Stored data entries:
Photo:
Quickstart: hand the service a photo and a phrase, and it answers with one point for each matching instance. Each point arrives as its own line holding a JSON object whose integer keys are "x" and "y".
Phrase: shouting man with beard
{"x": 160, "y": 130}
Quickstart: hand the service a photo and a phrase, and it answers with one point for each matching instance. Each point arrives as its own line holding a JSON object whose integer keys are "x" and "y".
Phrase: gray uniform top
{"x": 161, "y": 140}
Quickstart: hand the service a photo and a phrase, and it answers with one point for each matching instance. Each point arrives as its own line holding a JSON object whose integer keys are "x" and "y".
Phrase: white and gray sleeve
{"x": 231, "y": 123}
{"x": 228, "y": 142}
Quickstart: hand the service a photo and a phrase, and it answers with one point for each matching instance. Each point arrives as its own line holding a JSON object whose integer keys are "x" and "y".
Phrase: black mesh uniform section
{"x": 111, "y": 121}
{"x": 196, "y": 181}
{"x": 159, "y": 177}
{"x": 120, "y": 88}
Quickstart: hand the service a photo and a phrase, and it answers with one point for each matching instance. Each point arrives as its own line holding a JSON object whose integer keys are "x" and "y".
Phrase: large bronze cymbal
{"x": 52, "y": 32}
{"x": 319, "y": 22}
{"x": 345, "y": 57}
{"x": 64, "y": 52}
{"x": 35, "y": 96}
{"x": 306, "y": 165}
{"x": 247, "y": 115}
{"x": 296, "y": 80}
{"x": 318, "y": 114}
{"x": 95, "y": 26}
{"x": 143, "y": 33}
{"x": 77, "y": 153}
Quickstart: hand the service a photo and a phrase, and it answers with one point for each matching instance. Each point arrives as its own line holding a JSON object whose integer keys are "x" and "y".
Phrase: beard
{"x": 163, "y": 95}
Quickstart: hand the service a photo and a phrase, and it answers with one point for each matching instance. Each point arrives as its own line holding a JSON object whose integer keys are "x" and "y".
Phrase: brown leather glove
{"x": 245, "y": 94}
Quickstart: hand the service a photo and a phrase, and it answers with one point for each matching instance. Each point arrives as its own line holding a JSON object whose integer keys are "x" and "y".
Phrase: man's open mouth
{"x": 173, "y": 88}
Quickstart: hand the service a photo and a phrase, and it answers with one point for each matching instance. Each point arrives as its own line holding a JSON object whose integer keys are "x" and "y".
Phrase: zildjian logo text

◆ Task directions ◆
An identical copy of the preceding records should be returned.

◆ Result for this task ◆
Photo:
Quickstart: hand the service a photo and a phrase, and it answers with one point for each matching instance. Each point arrives as its own line holding a JSON object whose integer keys are "x" and "y".
Phrase: shouting man with beard
{"x": 160, "y": 130}
Quickstart: hand the service a photo and a phrase, and it answers with one point for each matching instance. Each point arrives as its own line holding a JSON object whose integer keys are "x" and "y".
Phrase: gray uniform top
{"x": 161, "y": 140}
Quickstart: hand the service a photo and a phrase, and it answers with one point for each matching instance. Each point arrives as its own line holding a JSON object whose integer keys are "x" and "y".
Phrase: white and gray sleeve
{"x": 231, "y": 123}
{"x": 228, "y": 142}
Quickstart: hand the service a photo and a phrase, and it answers with one point for each matching instance. Each point arrives as its own line holding a JSON object whose integer keys are "x" and "y".
Phrase: black mesh uniform section
{"x": 111, "y": 121}
{"x": 196, "y": 181}
{"x": 159, "y": 177}
{"x": 120, "y": 88}
Quickstart: hand the service a photo and a phrase, and it answers with one point for each matching instance. Each point arrives as its own line holding a JSON object whose integer keys are "x" and "y".
Phrase: large bronze cymbal
{"x": 52, "y": 32}
{"x": 319, "y": 22}
{"x": 345, "y": 57}
{"x": 64, "y": 52}
{"x": 35, "y": 96}
{"x": 306, "y": 165}
{"x": 247, "y": 115}
{"x": 296, "y": 80}
{"x": 318, "y": 114}
{"x": 95, "y": 26}
{"x": 143, "y": 33}
{"x": 77, "y": 153}
Quickstart: hand the service a photo and a phrase, and it answers with one point for each matching instance. Each point arrives as its own line holding a JSON object whose integer keys are "x" and "y".
Phrase: beard
{"x": 163, "y": 95}
Quickstart: hand the service a photo and a phrase, and it answers with one point for each matching instance. Each point arrives as its own line holding a JSON object whose integer keys are "x" and "y".
Phrase: brown leather glove
{"x": 245, "y": 94}
Quickstart: hand the service a photo and a phrase, and it answers with one point for each matching instance. Each point arrives as its own line holding a JSON object whose integer keys are "x" and "y".
Phrase: man's open mouth
{"x": 173, "y": 88}
Quickstart: hand the service a photo and a phrase, and it answers with one point for each matching instance. Each point arrives as its own line holding a JSON object whose integer keys are "x" and "y".
Phrase: zildjian logo text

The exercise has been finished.